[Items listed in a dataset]
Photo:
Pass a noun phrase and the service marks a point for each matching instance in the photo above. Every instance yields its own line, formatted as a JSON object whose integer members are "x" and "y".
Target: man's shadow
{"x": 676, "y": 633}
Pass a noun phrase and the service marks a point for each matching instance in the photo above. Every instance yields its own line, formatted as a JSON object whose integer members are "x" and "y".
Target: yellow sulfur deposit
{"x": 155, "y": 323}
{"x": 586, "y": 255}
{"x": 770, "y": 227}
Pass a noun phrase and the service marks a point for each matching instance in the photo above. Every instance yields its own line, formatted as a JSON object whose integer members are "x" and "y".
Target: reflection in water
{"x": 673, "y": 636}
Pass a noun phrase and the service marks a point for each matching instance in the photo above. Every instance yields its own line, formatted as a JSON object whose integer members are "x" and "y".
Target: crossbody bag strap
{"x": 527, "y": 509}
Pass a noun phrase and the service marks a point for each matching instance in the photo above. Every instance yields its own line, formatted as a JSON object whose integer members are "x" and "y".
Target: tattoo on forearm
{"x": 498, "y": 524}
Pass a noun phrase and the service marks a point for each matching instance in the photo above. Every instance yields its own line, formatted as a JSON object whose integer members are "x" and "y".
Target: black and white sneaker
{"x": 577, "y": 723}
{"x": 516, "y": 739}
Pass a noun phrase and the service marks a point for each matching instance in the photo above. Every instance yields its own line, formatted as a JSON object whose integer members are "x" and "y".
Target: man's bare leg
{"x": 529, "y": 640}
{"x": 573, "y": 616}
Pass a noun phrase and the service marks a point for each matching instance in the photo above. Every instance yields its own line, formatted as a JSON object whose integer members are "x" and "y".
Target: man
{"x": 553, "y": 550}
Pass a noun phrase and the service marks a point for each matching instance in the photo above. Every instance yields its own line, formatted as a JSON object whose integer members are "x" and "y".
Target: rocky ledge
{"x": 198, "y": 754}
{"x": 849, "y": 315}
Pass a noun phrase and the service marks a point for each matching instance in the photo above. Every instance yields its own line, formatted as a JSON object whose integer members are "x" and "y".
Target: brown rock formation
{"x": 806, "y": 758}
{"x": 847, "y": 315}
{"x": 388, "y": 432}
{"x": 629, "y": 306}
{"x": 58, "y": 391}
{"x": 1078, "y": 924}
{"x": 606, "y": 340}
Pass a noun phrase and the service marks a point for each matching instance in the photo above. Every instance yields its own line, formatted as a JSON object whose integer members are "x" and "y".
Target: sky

» **EXERCISE DESCRIPTION**
Please copy out each entry exactly as it appears above.

» **ANSWER AREA**
Photo:
Pass a noun phrase and the service marks a point for each matching instance in the photo above. Every instance yields its own line, formatted as a JSON object whose integer members are "x" and "y".
Target: man's shadow
{"x": 676, "y": 633}
Pass a noun phrase and the service marks a point for each matching instance in the photo above. Every instance yields its own line, formatted as a JSON object whose integer members are "x" and "y".
Target: yellow sulfur deposit
{"x": 155, "y": 323}
{"x": 586, "y": 255}
{"x": 770, "y": 227}
Pass a noun phrase and the service marks a point for each matching instance in the photo above. Every instance yields its own line, formatted as a JSON object whose integer members are "x" and "y".
Target: reflection in water
{"x": 673, "y": 636}
Pass a noun phrase and the service marks a point for each matching instance in the photo above. Every instance yields its own line, formatted as a JSON object whose integer members are "x" and "y".
Target: crossbody bag strap
{"x": 527, "y": 509}
Pass a noun phrase and the service marks a point for each matching instance in the photo above. Every instance yields its own line, formatted as a JSON object whose integer members are "x" and "y".
Target: tattoo on forearm
{"x": 498, "y": 524}
Pass a noun phrase and the service marks a point for each matching instance in the photo above. Every instance yields its own line, formatted as a JSON object whose integer members are "x" and "y".
Target: black and white sneaker
{"x": 577, "y": 723}
{"x": 516, "y": 739}
Pass a noun phrase and the service marks a point for each matching instance in the photo above. Every instance yields its own line, formatted as a JSON object whose integer members are "x" and "y".
Target: man's bare leg
{"x": 529, "y": 640}
{"x": 573, "y": 616}
Pass a noun phrase and the service marks a point for each matching instance in the photo above. Every instance yields its own line, formatted as a JSON object whose integer members are "x" and "y".
Target: man
{"x": 553, "y": 550}
Pass a noun phrase and the service marks a point for each matching instance in the photo above. Every instance yields its own line, formatted as a JSON object whose integer members are "x" and "y".
Target: rocky ledge
{"x": 198, "y": 754}
{"x": 849, "y": 315}
Pass a noun phrase and the service marks a point for each matching instance in the photo above. Every instance yields its own line, formatted as a JSON object whose integer members are "x" and "y".
Target: brown rock formation
{"x": 806, "y": 758}
{"x": 847, "y": 315}
{"x": 388, "y": 432}
{"x": 629, "y": 306}
{"x": 58, "y": 391}
{"x": 1078, "y": 924}
{"x": 606, "y": 340}
Pass a noun phrase and the service marks a point for each matching instance in the photo above. Every instance yields its own line, formatted as a JSON object whose integer members are "x" and "y".
Target: sky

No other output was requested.